Collected data:
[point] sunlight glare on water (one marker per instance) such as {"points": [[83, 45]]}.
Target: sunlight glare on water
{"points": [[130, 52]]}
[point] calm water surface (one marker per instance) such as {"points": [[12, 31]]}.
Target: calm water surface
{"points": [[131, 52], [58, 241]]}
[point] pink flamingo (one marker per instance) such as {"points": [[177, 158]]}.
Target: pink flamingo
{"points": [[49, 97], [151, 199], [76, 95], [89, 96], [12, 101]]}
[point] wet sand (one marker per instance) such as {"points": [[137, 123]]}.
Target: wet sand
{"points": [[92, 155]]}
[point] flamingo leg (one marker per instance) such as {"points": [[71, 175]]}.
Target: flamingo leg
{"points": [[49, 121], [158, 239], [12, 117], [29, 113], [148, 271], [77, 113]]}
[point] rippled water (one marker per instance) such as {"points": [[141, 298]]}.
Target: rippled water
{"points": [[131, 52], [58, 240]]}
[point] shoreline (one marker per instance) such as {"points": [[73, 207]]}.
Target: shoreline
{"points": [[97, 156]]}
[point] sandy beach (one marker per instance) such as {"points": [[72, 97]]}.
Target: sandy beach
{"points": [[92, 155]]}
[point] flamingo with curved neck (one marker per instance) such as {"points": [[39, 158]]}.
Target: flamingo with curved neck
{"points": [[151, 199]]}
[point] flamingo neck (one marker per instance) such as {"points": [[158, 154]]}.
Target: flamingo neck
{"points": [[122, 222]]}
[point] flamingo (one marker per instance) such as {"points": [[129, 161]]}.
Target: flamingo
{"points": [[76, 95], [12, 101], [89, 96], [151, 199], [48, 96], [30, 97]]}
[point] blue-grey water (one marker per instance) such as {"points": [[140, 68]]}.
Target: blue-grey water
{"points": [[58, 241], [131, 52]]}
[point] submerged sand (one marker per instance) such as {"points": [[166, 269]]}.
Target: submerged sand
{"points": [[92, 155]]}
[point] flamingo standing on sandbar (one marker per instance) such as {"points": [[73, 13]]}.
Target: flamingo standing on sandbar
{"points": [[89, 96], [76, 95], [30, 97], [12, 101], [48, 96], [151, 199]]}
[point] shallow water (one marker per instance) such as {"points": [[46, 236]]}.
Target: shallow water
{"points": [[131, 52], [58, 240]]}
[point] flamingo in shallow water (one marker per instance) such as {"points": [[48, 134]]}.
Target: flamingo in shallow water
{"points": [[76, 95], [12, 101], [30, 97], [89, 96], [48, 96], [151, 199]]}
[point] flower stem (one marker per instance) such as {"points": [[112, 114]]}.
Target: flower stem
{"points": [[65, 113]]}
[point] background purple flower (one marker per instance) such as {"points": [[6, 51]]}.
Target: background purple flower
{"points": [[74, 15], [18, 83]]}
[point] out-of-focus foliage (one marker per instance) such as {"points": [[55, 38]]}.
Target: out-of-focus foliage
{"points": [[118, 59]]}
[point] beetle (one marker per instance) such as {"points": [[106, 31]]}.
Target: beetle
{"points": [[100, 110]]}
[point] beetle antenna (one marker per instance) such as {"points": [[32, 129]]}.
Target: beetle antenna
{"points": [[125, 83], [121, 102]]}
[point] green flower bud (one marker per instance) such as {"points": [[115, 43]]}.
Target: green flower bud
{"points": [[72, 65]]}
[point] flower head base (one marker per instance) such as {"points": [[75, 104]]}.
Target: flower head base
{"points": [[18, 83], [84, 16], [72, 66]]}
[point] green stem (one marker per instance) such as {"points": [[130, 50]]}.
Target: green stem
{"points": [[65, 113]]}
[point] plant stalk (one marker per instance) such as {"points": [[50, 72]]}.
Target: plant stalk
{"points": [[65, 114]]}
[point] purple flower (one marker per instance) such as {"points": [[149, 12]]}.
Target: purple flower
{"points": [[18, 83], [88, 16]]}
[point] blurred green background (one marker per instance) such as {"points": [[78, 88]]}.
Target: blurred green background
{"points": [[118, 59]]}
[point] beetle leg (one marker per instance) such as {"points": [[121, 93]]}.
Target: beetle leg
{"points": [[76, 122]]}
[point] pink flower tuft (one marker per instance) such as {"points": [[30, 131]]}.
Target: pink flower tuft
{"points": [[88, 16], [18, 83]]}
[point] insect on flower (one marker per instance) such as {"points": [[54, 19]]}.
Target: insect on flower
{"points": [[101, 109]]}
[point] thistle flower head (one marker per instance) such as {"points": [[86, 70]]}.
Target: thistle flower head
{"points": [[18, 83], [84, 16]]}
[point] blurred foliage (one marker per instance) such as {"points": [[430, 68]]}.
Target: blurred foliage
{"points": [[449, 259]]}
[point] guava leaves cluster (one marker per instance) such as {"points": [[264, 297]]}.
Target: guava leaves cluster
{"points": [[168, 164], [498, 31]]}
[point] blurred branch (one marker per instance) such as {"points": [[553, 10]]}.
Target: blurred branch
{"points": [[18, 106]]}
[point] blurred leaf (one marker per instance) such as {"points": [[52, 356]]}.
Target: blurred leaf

● PROBLEM: Give back each entry above precisely as it was written.

● ANSWER SECTION:
[point] sunlight glare on water (one marker per instance) such as {"points": [[83, 45]]}.
Target: sunlight glare on water
{"points": [[130, 52]]}
[point] calm water surface (one marker per instance) such as {"points": [[12, 31]]}.
Target: calm water surface
{"points": [[131, 52], [58, 241]]}
[point] pink flamingo (one marker per instance) such as {"points": [[177, 158]]}.
Target: pink flamingo
{"points": [[49, 97], [151, 199], [76, 95], [89, 96], [12, 101]]}
[point] wet sand (one marker per instance) such as {"points": [[137, 123]]}.
Target: wet sand
{"points": [[92, 155]]}
[point] flamingo leg (one marker per instance) such as {"points": [[71, 175]]}.
Target: flamingo leg
{"points": [[49, 121], [158, 239], [12, 117], [29, 113], [148, 271], [77, 113]]}
[point] rippled water (one marker per instance) such as {"points": [[141, 298]]}.
Target: rippled water
{"points": [[131, 52], [58, 240]]}
[point] shoreline (one marker per instance) such as {"points": [[73, 207]]}.
Target: shoreline
{"points": [[97, 156]]}
[point] sandy beach (one marker per instance) such as {"points": [[72, 97]]}.
Target: sandy beach
{"points": [[92, 155]]}
[point] flamingo with curved neck (one marker per instance) such as {"points": [[39, 158]]}.
Target: flamingo with curved neck
{"points": [[151, 199]]}
[point] flamingo neck (one marker per instance) such as {"points": [[158, 154]]}.
Target: flamingo neck
{"points": [[122, 222]]}
[point] flamingo (one marker per instance) such as {"points": [[129, 161]]}.
Target: flamingo
{"points": [[76, 95], [12, 101], [89, 96], [151, 199], [48, 96], [30, 97]]}
[point] blue-grey water (one marker per instance) such as {"points": [[140, 68]]}.
Target: blue-grey water
{"points": [[58, 241], [131, 52]]}
[point] submerged sand (one marker per instance) such as {"points": [[166, 269]]}.
Target: submerged sand
{"points": [[92, 155]]}
[point] flamingo standing on sandbar (one marker per instance) such as {"points": [[73, 13]]}.
Target: flamingo standing on sandbar
{"points": [[89, 96], [76, 95], [30, 97], [12, 101], [48, 96], [151, 199]]}
[point] shallow water (one marker per instance) such as {"points": [[46, 236]]}.
Target: shallow water
{"points": [[131, 52], [58, 240]]}
[point] flamingo in shallow water (one marker per instance) such as {"points": [[48, 134]]}.
Target: flamingo in shallow water
{"points": [[76, 95], [12, 101], [30, 97], [89, 96], [48, 96], [151, 199]]}
[point] flower stem (one marker per instance) such as {"points": [[112, 114]]}.
Target: flower stem
{"points": [[65, 113]]}
[point] background purple flower (one marker per instance) such as {"points": [[6, 51]]}.
Target: background purple flower
{"points": [[74, 15], [18, 83]]}
[point] out-of-focus foliage (one marker per instance) such as {"points": [[55, 38]]}.
Target: out-of-focus foliage
{"points": [[118, 59]]}
[point] beetle (one marker per instance) such as {"points": [[106, 31]]}.
Target: beetle
{"points": [[100, 110]]}
[point] beetle antenna (one marker per instance) such as {"points": [[32, 129]]}.
Target: beetle antenna
{"points": [[125, 83], [121, 102]]}
[point] green flower bud (one marker per instance) such as {"points": [[115, 43]]}.
Target: green flower bud
{"points": [[72, 65]]}
[point] flower head base (one marker per instance) such as {"points": [[75, 104]]}.
Target: flower head base
{"points": [[18, 83], [84, 16], [72, 66]]}
[point] green stem (one marker per instance) such as {"points": [[130, 50]]}.
Target: green stem
{"points": [[65, 113]]}
[point] plant stalk (one marker per instance) such as {"points": [[50, 72]]}.
Target: plant stalk
{"points": [[65, 114]]}
[point] purple flower (one marker per instance) such as {"points": [[149, 12]]}.
Target: purple flower
{"points": [[18, 83], [88, 16]]}
[point] blurred green background (one marker per instance) such as {"points": [[78, 88]]}.
Target: blurred green background
{"points": [[118, 59]]}
[point] beetle leg (one marker per instance) such as {"points": [[121, 93]]}.
Target: beetle leg
{"points": [[76, 122]]}
[point] pink flower tuft (one marker per instance) such as {"points": [[30, 131]]}.
Target: pink flower tuft
{"points": [[88, 16], [18, 83]]}
[point] insect on flower (one marker per instance) such as {"points": [[54, 19]]}.
Target: insect on flower
{"points": [[101, 109]]}
[point] thistle flower head (one marker per instance) such as {"points": [[86, 70]]}.
Target: thistle flower head
{"points": [[18, 83], [84, 16]]}
[point] blurred foliage (one marker per instance) such as {"points": [[430, 68]]}.
Target: blurred foliage
{"points": [[449, 259]]}
[point] guava leaves cluster (one marker per instance) such as {"points": [[264, 297]]}.
Target: guava leaves cluster
{"points": [[168, 164], [498, 31]]}
[point] blurred branch (one marker per instance) such as {"points": [[553, 10]]}.
Target: blurred branch
{"points": [[18, 106]]}
[point] blurred leaf (one marker per instance) such as {"points": [[52, 356]]}.
Target: blurred leaf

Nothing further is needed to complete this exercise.